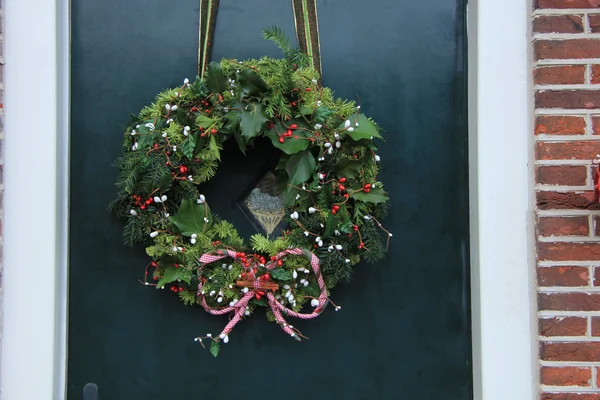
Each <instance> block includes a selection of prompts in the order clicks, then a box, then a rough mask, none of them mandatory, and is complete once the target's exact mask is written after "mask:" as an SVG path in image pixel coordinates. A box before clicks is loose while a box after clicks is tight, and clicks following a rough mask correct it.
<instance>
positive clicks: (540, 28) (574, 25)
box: [533, 15, 583, 33]
mask: <svg viewBox="0 0 600 400" xmlns="http://www.w3.org/2000/svg"><path fill="white" fill-rule="evenodd" d="M533 32H535V33H581V32H583V19H582V18H581V16H579V15H541V16H539V17H536V18H534V20H533Z"/></svg>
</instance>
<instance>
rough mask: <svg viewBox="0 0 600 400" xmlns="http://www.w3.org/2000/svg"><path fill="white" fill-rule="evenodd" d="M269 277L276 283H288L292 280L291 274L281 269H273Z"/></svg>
mask: <svg viewBox="0 0 600 400" xmlns="http://www.w3.org/2000/svg"><path fill="white" fill-rule="evenodd" d="M271 277H272V278H273V279H277V280H278V281H290V280H292V274H290V273H289V272H288V271H286V270H285V269H283V268H275V269H273V270H271Z"/></svg>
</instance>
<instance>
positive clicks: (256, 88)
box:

···

◆ **Exercise aim**: Set down the material above exactly as it reads, but not its pictures.

◆ **Solution for this exercise**:
Each <instance> block includes a selection of prompts in the order clicks, then a box, then a rough mask, none of them mandatory, and is complete once the target's exact mask is written after "mask:" as an SVG path in image pixel coordinates. A box before clicks is loose while a box after clicks is tight, and clicks following a rough mask correct it.
<instance>
positive clicks: (540, 28) (574, 25)
box: [533, 15, 583, 33]
mask: <svg viewBox="0 0 600 400" xmlns="http://www.w3.org/2000/svg"><path fill="white" fill-rule="evenodd" d="M533 32H535V33H581V32H583V19H582V18H581V16H579V15H541V16H539V17H536V18H534V20H533Z"/></svg>
</instance>
<instance>
rough mask: <svg viewBox="0 0 600 400" xmlns="http://www.w3.org/2000/svg"><path fill="white" fill-rule="evenodd" d="M269 277L276 283H288L292 280L291 274L281 269H273Z"/></svg>
mask: <svg viewBox="0 0 600 400" xmlns="http://www.w3.org/2000/svg"><path fill="white" fill-rule="evenodd" d="M271 277H272V278H273V279H277V280H278V281H290V280H292V274H290V273H289V272H288V271H286V270H285V269H283V268H275V269H273V270H271Z"/></svg>
</instance>
<instance>
positive clicks: (256, 88)
box:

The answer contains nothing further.